**Aim of the exercise:** Extract each line in the entries below that contains the word "pebble".

[Data entries]
>>>>>
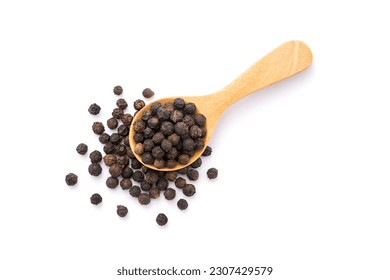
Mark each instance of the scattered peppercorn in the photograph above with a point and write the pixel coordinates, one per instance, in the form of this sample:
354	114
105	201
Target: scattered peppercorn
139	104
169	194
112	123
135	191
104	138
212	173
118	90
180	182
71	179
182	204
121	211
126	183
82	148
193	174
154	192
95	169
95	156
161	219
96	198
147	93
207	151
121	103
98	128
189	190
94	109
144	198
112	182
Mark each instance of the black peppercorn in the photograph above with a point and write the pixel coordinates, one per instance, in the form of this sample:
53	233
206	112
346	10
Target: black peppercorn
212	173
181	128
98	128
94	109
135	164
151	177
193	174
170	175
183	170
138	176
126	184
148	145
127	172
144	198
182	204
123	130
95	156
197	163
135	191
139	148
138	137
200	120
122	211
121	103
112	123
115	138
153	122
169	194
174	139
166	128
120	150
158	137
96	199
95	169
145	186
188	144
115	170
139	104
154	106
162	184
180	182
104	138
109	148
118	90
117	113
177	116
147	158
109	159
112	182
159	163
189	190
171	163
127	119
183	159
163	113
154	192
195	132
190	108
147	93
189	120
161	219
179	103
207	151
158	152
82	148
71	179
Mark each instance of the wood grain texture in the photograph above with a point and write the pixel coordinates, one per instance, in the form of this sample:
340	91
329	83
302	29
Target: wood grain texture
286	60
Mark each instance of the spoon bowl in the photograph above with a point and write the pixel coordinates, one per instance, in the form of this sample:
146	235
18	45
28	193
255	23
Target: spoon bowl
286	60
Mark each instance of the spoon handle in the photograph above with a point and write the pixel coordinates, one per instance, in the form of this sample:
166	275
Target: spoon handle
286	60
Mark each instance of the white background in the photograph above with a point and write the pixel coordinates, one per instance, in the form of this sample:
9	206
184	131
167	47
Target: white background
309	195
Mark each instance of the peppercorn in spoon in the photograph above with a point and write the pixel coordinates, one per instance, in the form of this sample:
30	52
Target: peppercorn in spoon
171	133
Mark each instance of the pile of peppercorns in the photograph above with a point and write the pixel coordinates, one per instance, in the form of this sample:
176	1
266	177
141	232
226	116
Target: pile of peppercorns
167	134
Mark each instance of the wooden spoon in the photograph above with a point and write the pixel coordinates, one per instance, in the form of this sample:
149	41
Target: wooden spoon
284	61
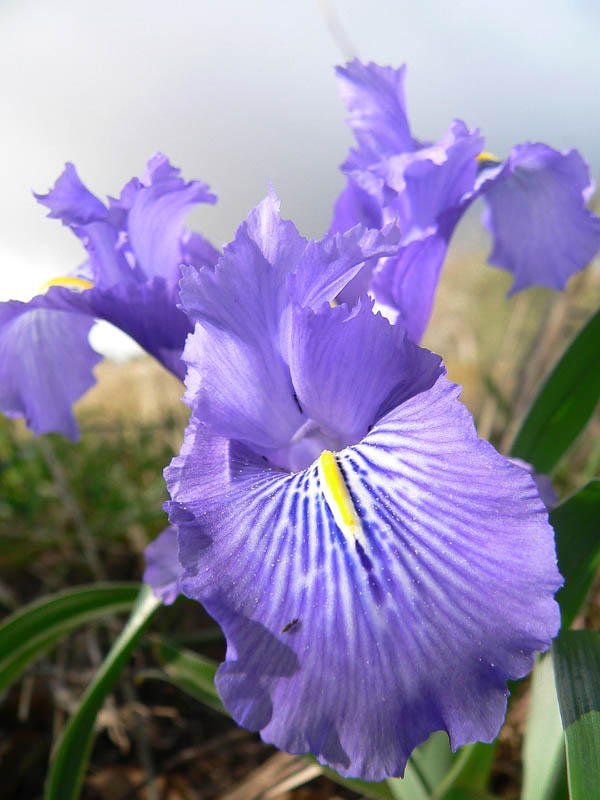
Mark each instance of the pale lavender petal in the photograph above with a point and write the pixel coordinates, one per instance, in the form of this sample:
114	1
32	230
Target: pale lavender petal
<<<<<
>>>>>
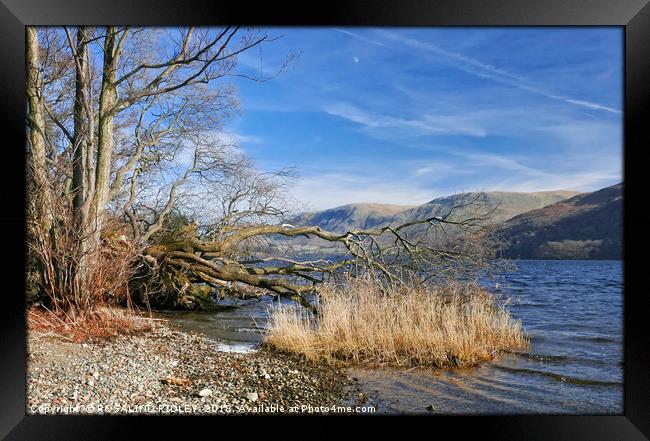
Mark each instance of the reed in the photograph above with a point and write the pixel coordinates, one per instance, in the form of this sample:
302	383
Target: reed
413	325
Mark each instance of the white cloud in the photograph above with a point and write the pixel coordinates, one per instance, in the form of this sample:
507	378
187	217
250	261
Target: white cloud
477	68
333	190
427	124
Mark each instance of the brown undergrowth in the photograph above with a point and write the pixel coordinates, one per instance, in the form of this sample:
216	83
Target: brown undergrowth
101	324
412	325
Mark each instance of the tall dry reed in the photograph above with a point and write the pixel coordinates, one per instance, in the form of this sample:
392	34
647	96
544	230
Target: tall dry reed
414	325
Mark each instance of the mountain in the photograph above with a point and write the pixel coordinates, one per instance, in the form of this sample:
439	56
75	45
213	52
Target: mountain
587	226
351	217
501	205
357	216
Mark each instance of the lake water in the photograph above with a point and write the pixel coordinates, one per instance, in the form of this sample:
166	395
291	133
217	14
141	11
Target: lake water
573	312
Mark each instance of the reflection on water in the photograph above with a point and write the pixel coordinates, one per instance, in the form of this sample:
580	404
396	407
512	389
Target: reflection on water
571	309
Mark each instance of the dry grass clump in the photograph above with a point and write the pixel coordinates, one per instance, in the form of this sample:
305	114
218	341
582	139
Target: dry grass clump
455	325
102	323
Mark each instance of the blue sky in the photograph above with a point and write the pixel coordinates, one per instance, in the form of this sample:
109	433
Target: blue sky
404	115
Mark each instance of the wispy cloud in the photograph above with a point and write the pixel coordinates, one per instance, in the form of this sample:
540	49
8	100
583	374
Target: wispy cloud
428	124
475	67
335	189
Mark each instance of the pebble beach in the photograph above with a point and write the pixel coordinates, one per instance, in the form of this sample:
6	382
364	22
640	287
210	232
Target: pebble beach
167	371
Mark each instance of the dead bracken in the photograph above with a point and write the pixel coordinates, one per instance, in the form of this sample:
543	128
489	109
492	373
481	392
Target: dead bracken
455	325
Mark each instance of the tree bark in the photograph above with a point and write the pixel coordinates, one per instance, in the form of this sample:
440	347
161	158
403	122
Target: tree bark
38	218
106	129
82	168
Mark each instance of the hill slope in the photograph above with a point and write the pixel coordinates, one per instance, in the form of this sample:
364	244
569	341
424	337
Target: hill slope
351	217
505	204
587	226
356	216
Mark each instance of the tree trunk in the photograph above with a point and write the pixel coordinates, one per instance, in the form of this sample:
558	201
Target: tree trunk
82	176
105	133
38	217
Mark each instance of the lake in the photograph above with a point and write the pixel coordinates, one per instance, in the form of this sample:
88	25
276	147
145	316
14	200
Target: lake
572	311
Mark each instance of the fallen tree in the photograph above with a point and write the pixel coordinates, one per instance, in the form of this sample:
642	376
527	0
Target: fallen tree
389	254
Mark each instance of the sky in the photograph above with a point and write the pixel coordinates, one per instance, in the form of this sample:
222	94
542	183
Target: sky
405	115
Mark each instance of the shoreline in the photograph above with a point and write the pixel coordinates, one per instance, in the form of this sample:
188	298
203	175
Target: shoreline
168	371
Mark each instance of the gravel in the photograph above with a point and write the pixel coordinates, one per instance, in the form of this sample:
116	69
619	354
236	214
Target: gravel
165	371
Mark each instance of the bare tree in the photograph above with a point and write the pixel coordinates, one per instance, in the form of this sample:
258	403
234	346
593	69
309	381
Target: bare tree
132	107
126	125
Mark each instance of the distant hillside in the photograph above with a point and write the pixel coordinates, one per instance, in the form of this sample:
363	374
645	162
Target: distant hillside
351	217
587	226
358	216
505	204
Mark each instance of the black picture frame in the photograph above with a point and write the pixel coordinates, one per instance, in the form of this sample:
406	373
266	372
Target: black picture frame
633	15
<<<<<
>>>>>
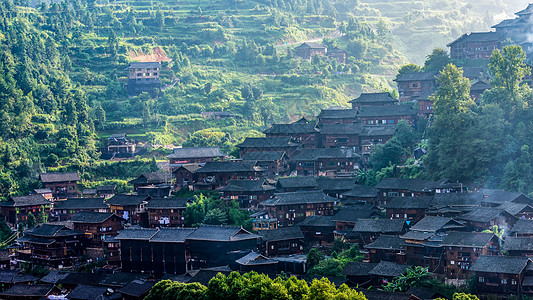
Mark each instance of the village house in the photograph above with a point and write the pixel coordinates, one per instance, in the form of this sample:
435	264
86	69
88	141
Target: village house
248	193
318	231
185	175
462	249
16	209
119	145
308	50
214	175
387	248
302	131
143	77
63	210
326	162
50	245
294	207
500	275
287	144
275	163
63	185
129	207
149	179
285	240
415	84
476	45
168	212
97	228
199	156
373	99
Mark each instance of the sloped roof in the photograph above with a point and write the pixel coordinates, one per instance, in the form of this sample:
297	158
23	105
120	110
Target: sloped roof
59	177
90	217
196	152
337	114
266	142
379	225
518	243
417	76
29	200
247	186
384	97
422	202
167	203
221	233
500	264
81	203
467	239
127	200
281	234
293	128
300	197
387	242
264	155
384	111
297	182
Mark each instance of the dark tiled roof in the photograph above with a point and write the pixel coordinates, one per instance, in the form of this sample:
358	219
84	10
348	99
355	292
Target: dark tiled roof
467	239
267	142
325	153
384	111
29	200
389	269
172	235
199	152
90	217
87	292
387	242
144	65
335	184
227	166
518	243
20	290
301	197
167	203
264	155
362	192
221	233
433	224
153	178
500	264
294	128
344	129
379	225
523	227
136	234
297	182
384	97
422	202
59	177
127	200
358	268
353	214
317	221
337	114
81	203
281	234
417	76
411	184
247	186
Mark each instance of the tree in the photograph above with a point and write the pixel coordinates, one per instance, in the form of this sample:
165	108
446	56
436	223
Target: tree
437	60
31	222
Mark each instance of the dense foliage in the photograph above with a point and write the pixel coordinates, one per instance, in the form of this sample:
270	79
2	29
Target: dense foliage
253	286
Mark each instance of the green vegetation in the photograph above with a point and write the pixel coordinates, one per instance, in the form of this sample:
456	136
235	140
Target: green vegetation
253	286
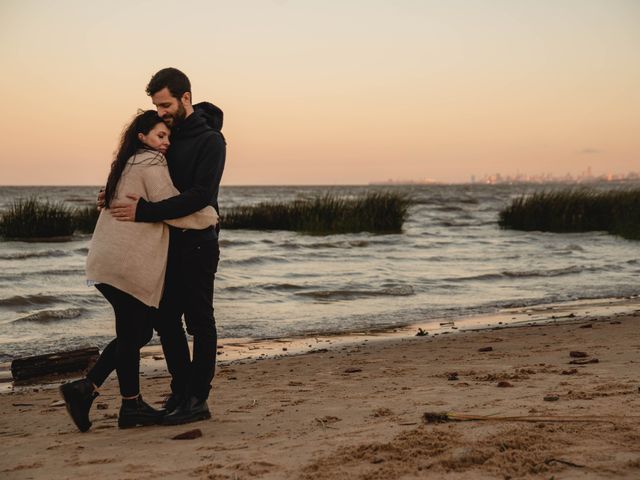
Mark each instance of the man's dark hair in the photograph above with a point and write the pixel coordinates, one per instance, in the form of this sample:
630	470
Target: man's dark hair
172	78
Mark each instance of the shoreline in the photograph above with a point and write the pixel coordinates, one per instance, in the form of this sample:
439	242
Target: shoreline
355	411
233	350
<<<<<
**Final result:**
Mark each instance of the pebble beach in the photograph above with a point and write the pixel coordinates, one per instance, in the form of this sample:
Target: pebble beach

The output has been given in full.